Consegna -> Ripeti riga per riga tutti i dati che seguono, senza cambiare nulla.

-------- Dati di lavoro --------

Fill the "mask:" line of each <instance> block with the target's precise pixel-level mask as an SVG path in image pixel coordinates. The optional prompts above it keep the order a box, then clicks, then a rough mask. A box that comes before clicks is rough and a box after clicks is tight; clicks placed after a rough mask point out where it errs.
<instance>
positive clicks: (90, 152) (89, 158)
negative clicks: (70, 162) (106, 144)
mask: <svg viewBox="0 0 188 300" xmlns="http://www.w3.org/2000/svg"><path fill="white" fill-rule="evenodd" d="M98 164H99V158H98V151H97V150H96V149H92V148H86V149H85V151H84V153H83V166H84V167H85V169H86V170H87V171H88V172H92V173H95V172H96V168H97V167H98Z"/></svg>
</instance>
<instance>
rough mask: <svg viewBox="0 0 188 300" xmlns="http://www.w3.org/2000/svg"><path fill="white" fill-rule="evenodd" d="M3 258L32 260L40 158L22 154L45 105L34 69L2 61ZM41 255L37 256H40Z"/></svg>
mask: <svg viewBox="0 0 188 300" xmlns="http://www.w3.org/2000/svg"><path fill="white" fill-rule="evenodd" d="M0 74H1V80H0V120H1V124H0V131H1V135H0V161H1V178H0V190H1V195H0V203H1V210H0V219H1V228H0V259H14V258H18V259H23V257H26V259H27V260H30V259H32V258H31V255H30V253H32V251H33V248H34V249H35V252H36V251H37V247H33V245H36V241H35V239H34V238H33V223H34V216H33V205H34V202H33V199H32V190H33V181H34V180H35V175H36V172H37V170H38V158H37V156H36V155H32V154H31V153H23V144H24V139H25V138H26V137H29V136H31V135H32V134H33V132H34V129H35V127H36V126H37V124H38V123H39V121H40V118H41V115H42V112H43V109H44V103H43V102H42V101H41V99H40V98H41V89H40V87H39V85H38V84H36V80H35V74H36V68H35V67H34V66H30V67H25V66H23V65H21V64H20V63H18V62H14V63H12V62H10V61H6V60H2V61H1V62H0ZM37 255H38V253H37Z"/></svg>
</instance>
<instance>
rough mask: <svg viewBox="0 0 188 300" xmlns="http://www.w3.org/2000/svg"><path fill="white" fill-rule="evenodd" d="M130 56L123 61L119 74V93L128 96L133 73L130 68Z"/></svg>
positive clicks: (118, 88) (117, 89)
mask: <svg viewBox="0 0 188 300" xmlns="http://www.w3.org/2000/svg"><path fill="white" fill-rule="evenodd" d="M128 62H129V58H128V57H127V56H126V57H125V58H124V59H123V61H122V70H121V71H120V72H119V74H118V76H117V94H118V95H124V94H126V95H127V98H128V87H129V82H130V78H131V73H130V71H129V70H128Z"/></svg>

--------

Spazio risposta ->
Fill the "mask:" line of each <instance> block with the target's precise pixel-level mask as an SVG path in image pixel coordinates. The optional prompts above it keep the order a box, then clicks, then a rough mask. A box that comes before clicks is rough and a box after clicks is tight; clicks placed after a rough mask point out where it errs.
<instance>
positive clicks: (90, 152) (89, 158)
negative clicks: (70, 162) (106, 144)
mask: <svg viewBox="0 0 188 300" xmlns="http://www.w3.org/2000/svg"><path fill="white" fill-rule="evenodd" d="M98 164H99V158H98V151H97V150H96V149H92V148H86V149H85V151H84V153H83V166H84V167H85V169H86V170H87V171H88V172H92V173H95V172H96V168H97V167H98Z"/></svg>
</instance>
<instance>
rough mask: <svg viewBox="0 0 188 300" xmlns="http://www.w3.org/2000/svg"><path fill="white" fill-rule="evenodd" d="M3 258L32 260L40 158L22 154L45 105L34 69L2 61ZM41 255L37 256H40Z"/></svg>
mask: <svg viewBox="0 0 188 300" xmlns="http://www.w3.org/2000/svg"><path fill="white" fill-rule="evenodd" d="M0 74H1V80H0V120H1V124H0V131H1V135H0V161H1V178H0V190H1V195H0V203H1V210H0V219H1V228H0V259H14V258H18V259H23V257H26V259H27V260H30V259H32V258H31V255H30V253H32V251H33V248H34V249H35V252H36V251H37V247H33V245H36V241H35V239H34V238H33V223H34V216H33V205H34V202H33V199H32V190H33V181H34V180H35V175H36V172H37V170H38V158H37V156H36V155H32V154H31V153H23V144H24V139H25V138H26V137H29V136H31V135H32V134H33V132H34V129H35V127H36V126H37V124H38V123H39V121H40V118H41V115H42V112H43V109H44V103H43V102H42V101H41V99H40V98H41V89H40V87H39V85H38V84H36V80H35V74H36V68H35V67H34V66H30V67H25V66H23V65H21V64H20V63H18V62H14V63H12V62H10V61H6V60H2V61H1V62H0ZM37 255H38V253H37Z"/></svg>
</instance>
<instance>
rough mask: <svg viewBox="0 0 188 300" xmlns="http://www.w3.org/2000/svg"><path fill="white" fill-rule="evenodd" d="M130 56L123 61L119 74V93L128 96L133 73L130 68Z"/></svg>
positive clicks: (118, 88) (117, 89)
mask: <svg viewBox="0 0 188 300" xmlns="http://www.w3.org/2000/svg"><path fill="white" fill-rule="evenodd" d="M128 62H129V58H128V57H127V56H126V57H125V58H124V59H123V61H122V70H121V71H120V72H119V74H118V76H117V94H118V95H124V94H126V95H127V98H128V87H129V82H130V78H131V73H130V71H129V70H128Z"/></svg>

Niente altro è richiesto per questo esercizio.